Find the line containing "Q: For each instance of the ocean water". Retype it and every line after it through the end of the entries, exactly as written, with nothing added.

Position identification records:
= = =

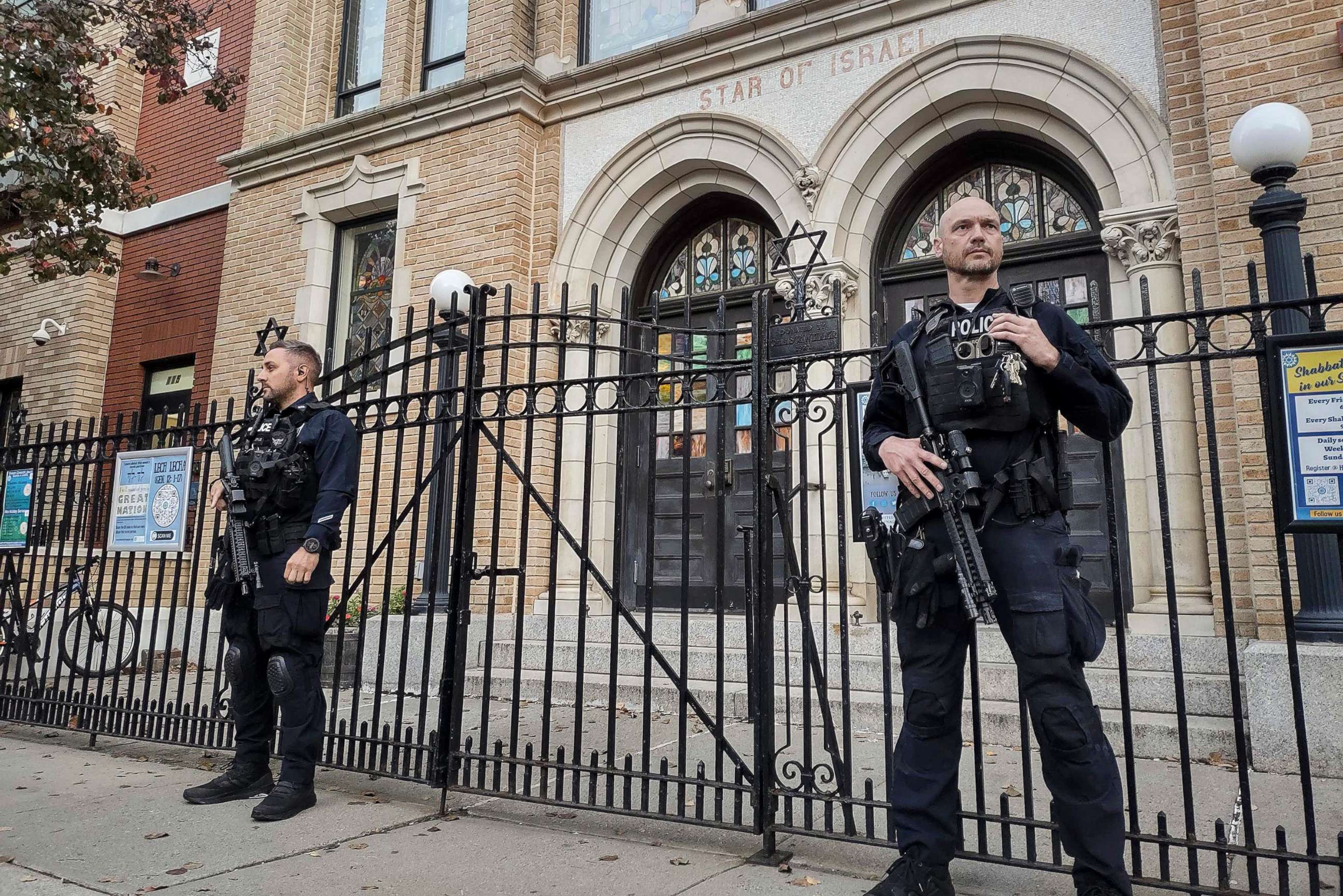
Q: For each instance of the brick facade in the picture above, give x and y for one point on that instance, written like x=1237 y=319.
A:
x=1221 y=58
x=171 y=317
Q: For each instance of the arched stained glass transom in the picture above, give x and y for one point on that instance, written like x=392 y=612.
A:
x=1031 y=205
x=725 y=254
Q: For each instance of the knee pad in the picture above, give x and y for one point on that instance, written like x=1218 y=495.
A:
x=278 y=677
x=238 y=662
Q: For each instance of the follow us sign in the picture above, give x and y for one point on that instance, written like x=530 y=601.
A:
x=150 y=500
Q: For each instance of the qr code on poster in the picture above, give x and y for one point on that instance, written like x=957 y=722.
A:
x=1322 y=490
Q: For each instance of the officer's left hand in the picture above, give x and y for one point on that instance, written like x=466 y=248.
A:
x=1025 y=334
x=300 y=567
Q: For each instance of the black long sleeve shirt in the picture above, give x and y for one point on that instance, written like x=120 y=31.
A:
x=1083 y=387
x=335 y=445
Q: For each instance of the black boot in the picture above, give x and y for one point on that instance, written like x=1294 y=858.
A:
x=285 y=801
x=911 y=876
x=238 y=782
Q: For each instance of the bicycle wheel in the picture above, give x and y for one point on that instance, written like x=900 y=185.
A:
x=98 y=640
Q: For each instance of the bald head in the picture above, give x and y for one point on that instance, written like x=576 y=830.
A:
x=969 y=238
x=966 y=209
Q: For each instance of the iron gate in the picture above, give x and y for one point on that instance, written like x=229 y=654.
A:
x=500 y=637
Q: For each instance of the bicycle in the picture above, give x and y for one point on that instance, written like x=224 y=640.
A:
x=97 y=637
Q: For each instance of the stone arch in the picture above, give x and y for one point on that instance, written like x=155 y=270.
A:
x=660 y=172
x=1061 y=97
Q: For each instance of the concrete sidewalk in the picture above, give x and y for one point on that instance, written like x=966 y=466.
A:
x=112 y=821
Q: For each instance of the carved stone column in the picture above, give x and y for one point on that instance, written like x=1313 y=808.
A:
x=1146 y=242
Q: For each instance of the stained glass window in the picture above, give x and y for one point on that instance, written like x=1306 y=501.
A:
x=364 y=302
x=1031 y=206
x=621 y=26
x=919 y=242
x=724 y=256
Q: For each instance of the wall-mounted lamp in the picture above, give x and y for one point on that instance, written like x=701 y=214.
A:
x=44 y=335
x=152 y=273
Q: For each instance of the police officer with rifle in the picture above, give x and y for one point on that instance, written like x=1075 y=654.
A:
x=285 y=494
x=963 y=411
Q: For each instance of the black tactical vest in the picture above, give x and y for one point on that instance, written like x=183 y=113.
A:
x=976 y=383
x=278 y=473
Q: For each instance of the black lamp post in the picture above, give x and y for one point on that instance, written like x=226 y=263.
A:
x=450 y=297
x=1269 y=141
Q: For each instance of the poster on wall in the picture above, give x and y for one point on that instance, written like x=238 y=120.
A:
x=150 y=496
x=870 y=488
x=1307 y=375
x=17 y=508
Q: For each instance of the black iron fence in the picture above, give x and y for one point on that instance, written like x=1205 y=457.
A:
x=604 y=558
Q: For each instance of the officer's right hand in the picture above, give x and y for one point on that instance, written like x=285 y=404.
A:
x=912 y=465
x=217 y=497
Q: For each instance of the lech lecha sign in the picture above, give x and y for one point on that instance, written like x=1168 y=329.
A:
x=17 y=508
x=150 y=496
x=1307 y=372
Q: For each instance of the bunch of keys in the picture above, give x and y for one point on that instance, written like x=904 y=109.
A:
x=1012 y=366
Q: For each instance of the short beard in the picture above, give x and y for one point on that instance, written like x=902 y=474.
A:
x=976 y=268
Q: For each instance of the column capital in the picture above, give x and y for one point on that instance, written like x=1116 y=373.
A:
x=1142 y=237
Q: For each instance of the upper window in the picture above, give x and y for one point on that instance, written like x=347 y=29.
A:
x=362 y=315
x=445 y=42
x=621 y=26
x=722 y=257
x=360 y=55
x=167 y=394
x=1031 y=205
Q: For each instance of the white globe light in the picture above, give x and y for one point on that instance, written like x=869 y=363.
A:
x=449 y=291
x=1271 y=135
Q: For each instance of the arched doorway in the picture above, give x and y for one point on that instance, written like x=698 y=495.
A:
x=688 y=480
x=1052 y=239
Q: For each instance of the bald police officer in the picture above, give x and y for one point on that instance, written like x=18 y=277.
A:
x=1001 y=371
x=298 y=469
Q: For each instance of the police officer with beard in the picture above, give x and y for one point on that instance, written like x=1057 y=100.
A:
x=1001 y=371
x=298 y=469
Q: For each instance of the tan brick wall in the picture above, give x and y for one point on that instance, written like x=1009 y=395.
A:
x=491 y=206
x=1221 y=58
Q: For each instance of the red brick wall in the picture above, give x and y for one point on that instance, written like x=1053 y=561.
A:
x=180 y=141
x=168 y=317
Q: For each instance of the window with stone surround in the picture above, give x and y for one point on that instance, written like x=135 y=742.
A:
x=362 y=309
x=445 y=44
x=1031 y=205
x=360 y=55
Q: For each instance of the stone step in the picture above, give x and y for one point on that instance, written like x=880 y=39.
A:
x=1144 y=652
x=1155 y=734
x=1205 y=695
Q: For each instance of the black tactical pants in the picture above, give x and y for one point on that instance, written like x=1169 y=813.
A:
x=1076 y=759
x=278 y=639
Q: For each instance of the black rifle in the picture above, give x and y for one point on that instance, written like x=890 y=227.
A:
x=959 y=494
x=246 y=571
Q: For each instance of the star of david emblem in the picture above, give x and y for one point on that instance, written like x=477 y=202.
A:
x=781 y=252
x=262 y=335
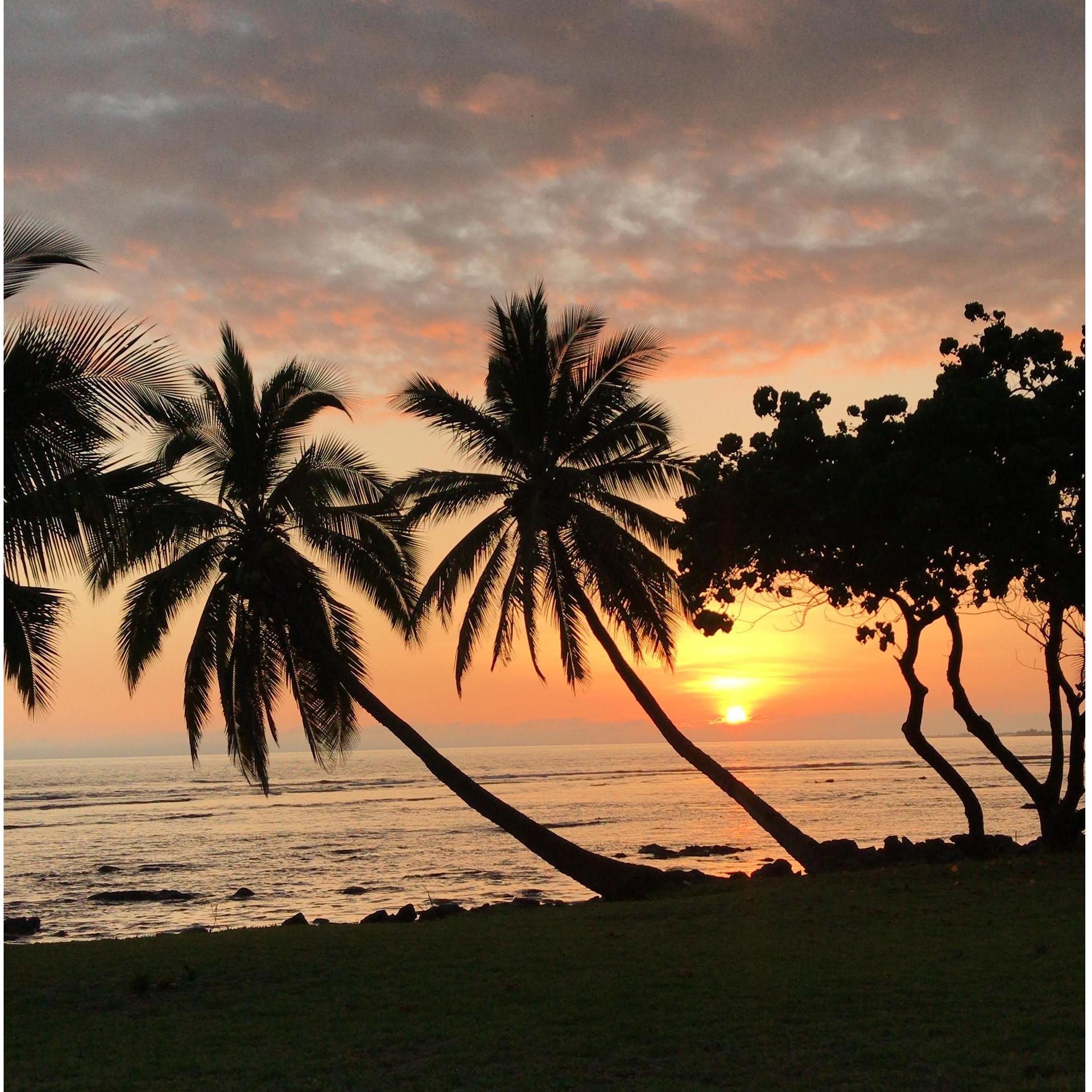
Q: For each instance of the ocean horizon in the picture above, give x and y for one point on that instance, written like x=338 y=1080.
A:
x=381 y=825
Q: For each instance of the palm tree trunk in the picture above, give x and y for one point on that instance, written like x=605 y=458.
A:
x=805 y=849
x=912 y=730
x=611 y=878
x=976 y=724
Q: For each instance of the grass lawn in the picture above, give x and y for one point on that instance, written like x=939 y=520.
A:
x=914 y=977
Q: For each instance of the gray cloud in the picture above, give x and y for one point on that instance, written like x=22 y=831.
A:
x=763 y=181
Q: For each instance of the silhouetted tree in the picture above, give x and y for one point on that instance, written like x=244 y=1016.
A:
x=1008 y=415
x=250 y=520
x=74 y=382
x=566 y=448
x=834 y=512
x=974 y=497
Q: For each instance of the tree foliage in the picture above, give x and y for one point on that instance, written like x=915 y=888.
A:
x=250 y=516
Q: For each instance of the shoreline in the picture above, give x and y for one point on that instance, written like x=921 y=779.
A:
x=889 y=974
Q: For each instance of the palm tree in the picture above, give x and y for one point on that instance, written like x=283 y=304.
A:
x=31 y=247
x=565 y=450
x=247 y=524
x=73 y=381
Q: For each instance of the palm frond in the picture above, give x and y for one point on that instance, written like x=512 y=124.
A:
x=153 y=601
x=32 y=620
x=32 y=246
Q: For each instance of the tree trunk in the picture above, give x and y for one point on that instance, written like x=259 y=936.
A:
x=805 y=849
x=912 y=730
x=611 y=878
x=1052 y=657
x=976 y=724
x=1075 y=784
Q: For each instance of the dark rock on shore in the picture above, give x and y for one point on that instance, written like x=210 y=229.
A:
x=992 y=846
x=21 y=926
x=846 y=856
x=165 y=895
x=441 y=910
x=774 y=869
x=662 y=853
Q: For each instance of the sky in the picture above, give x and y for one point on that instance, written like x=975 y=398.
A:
x=802 y=195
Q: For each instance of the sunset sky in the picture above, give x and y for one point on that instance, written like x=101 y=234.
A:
x=798 y=195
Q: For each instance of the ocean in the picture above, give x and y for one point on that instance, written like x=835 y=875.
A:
x=383 y=824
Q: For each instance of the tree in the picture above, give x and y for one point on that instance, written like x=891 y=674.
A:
x=74 y=379
x=247 y=523
x=840 y=514
x=566 y=450
x=1008 y=415
x=974 y=498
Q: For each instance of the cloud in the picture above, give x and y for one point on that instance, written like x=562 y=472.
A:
x=766 y=182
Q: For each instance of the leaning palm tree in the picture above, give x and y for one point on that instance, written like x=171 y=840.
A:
x=74 y=379
x=565 y=450
x=247 y=520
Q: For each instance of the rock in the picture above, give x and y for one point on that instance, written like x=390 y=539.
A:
x=773 y=869
x=936 y=851
x=840 y=853
x=439 y=911
x=662 y=853
x=898 y=850
x=165 y=895
x=21 y=926
x=992 y=846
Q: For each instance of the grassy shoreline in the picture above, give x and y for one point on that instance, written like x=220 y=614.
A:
x=914 y=977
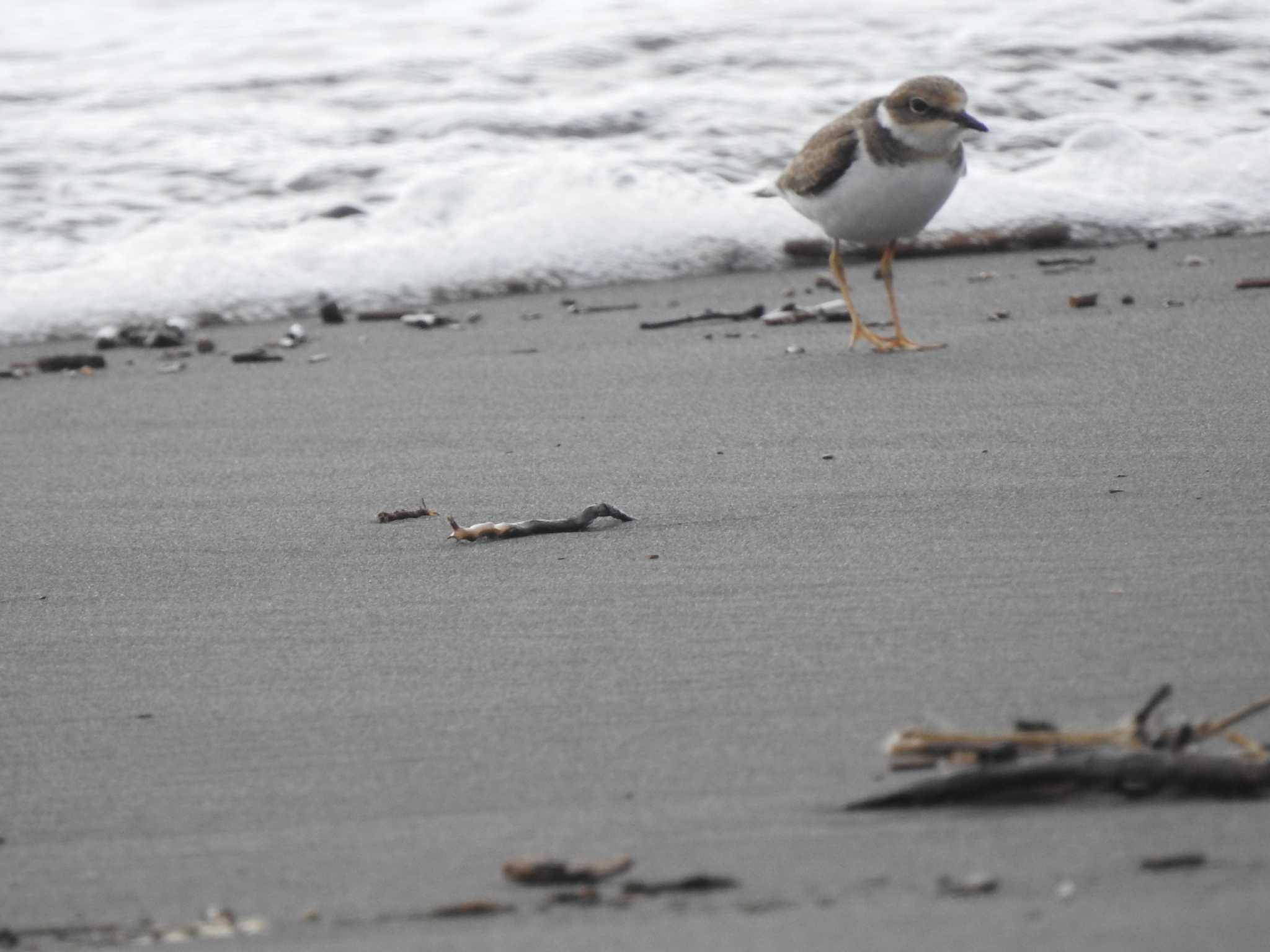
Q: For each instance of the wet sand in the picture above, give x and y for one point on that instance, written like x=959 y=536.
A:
x=366 y=720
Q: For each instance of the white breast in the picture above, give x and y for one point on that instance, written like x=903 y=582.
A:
x=877 y=203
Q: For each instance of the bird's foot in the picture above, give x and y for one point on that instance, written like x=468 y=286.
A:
x=901 y=343
x=859 y=332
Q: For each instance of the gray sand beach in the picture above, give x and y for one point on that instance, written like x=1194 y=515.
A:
x=225 y=683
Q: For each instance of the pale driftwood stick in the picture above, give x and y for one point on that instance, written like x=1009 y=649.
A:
x=1139 y=774
x=536 y=527
x=1209 y=728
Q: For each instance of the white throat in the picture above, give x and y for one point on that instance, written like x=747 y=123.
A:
x=935 y=139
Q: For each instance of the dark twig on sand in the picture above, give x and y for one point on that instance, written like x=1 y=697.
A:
x=71 y=362
x=1173 y=861
x=601 y=309
x=1038 y=760
x=424 y=511
x=535 y=871
x=750 y=314
x=258 y=356
x=1065 y=259
x=1134 y=775
x=701 y=883
x=384 y=315
x=1143 y=714
x=470 y=908
x=536 y=527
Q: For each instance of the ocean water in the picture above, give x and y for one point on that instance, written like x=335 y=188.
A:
x=172 y=156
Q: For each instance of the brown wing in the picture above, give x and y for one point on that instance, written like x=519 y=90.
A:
x=827 y=155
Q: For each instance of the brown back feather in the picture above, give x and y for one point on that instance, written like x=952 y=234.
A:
x=827 y=155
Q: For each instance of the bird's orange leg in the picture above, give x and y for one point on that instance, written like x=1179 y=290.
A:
x=900 y=340
x=858 y=323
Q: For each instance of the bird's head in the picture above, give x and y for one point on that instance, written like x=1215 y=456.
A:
x=929 y=113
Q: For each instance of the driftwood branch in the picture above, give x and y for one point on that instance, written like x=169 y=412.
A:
x=1041 y=760
x=424 y=511
x=536 y=527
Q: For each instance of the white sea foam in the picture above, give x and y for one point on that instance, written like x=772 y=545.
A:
x=174 y=157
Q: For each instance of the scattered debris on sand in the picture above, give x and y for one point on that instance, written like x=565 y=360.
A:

= = =

Problem solution:
Q: For each instance of the ocean water in the picture above, give x and y for one point on that instance, written like x=335 y=188.
A:
x=172 y=156
Q: For each instance of the brown wing in the picture above, give x and y for one point on that instance, written like x=519 y=90.
A:
x=827 y=155
Q: For each instance of the brown back feather in the picture above, give x and y for one point on that instance, written like x=952 y=234.
A:
x=827 y=155
Q: For each instance of the bird's orange leg in the picture above, give x and y for one point on that instance, written like x=1179 y=290.
A:
x=900 y=340
x=858 y=323
Q: For each instance of the bird's head in the picture above, give x and y for one point on that instance, written like x=1215 y=456.
A:
x=929 y=113
Q: For each instance of the driftwood branch in the picture above, give x and y for one point on that instance, written like x=169 y=412.
A:
x=1041 y=760
x=424 y=511
x=536 y=527
Q: For each instance of the white sea foam in the picture above, give x and y for one point on that instance, written like x=772 y=545.
A:
x=174 y=157
Q: For each instance of the scattered debris on sand in the picture above, give x and y for one point on that instance, written like x=565 y=360.
A:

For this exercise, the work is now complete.